The Kaqchikel are an indigenous Mayan group native to the central highlands of Guatemala and of southern Mexico. Today, they mainly reside in the southern part of Guatemala, especially in the department of Chimaltenango. They are located roughly around the heart of the country, Guatemala City, although they do not constitute a majority of the population. The Kaqchikel make up approximately one sixth of Guatemala's Maya population. The native language of the group is Kaqchikel, spoken by around 450,000 people in Guatemala (one half of the ethnic Kaqchikel population).

== Language ==
The Kaqchikel language, one of the Mayan languages from the Quichean branch, is spoken today by 400,000 people. It is closely related to the Tzutujil language.

== Location ==
In Guatemala they live in the departments of Sololá, Chimaltenango, Sacatepéquez, Guatemala, Baja Verapaz Department, and Escuintla.

**TASK OBJECTIVE:**
From the passage on the Kaqchikel, extract word for word the stretch from "The Kaqchikel are" through "the Tzutujil language.".

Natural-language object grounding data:

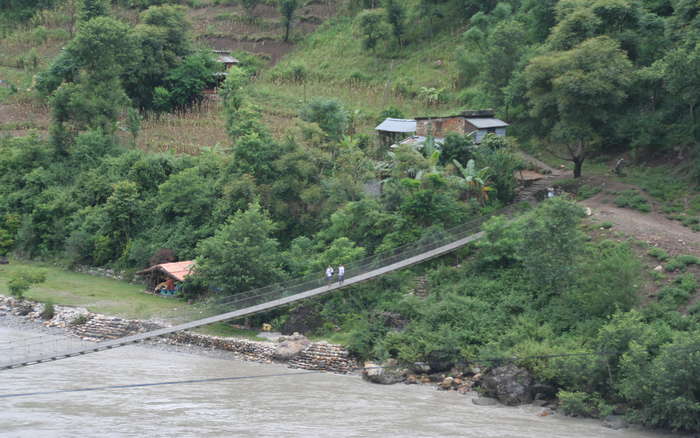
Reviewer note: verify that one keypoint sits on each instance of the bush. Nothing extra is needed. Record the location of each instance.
(680, 262)
(634, 200)
(79, 320)
(663, 392)
(49, 311)
(658, 253)
(21, 280)
(582, 404)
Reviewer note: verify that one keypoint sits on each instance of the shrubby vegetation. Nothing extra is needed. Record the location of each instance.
(578, 77)
(535, 287)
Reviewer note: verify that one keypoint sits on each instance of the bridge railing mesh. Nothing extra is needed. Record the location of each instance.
(16, 350)
(352, 270)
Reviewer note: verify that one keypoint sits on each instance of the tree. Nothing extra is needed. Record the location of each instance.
(553, 243)
(133, 123)
(504, 47)
(20, 281)
(249, 6)
(396, 16)
(474, 181)
(162, 41)
(288, 8)
(187, 81)
(682, 80)
(242, 255)
(330, 116)
(576, 94)
(90, 9)
(372, 28)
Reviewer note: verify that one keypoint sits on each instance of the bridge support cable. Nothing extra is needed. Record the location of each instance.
(266, 298)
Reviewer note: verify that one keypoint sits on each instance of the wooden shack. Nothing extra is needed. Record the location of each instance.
(166, 274)
(478, 122)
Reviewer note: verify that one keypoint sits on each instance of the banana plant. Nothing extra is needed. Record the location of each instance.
(475, 182)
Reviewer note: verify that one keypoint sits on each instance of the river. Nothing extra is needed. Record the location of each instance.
(267, 401)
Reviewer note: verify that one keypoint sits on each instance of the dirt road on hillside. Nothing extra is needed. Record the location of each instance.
(653, 228)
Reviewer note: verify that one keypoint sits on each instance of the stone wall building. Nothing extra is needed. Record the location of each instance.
(479, 123)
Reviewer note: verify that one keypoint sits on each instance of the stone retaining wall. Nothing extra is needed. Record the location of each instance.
(325, 357)
(95, 327)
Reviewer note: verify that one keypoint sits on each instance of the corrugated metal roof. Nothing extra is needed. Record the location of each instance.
(397, 125)
(419, 139)
(485, 123)
(227, 59)
(177, 270)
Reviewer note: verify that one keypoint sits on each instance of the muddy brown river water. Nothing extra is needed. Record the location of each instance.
(289, 403)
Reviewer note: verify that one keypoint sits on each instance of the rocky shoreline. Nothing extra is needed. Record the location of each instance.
(296, 351)
(507, 385)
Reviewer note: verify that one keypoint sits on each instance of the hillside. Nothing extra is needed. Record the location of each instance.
(113, 153)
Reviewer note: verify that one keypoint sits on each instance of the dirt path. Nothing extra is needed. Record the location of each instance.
(653, 228)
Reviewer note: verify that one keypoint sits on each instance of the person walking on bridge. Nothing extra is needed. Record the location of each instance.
(329, 275)
(341, 274)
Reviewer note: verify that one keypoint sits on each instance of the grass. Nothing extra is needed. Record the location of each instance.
(658, 253)
(634, 200)
(184, 132)
(681, 262)
(679, 198)
(97, 294)
(110, 297)
(224, 330)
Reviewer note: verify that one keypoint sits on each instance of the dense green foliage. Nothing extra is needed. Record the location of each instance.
(535, 287)
(575, 77)
(20, 281)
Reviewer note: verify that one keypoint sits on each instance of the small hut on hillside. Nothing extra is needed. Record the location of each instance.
(163, 278)
(392, 130)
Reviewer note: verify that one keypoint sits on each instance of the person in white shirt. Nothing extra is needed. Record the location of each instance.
(329, 274)
(341, 274)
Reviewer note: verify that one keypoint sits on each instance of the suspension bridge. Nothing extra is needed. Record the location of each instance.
(44, 349)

**WRITTEN ANSWER:**
The Kaqchikel are an indigenous Mayan group native to the central highlands of Guatemala and of southern Mexico. Today, they mainly reside in the southern part of Guatemala, especially in the department of Chimaltenango. They are located roughly around the heart of the country, Guatemala City, although they do not constitute a majority of the population. The Kaqchikel make up approximately one sixth of Guatemala's Maya population. The native language of the group is Kaqchikel, spoken by around 450,000 people in Guatemala (one half of the ethnic Kaqchikel population).

== Language ==
The Kaqchikel language, one of the Mayan languages from the Quichean branch, is spoken today by 400,000 people. It is closely related to the Tzutujil language.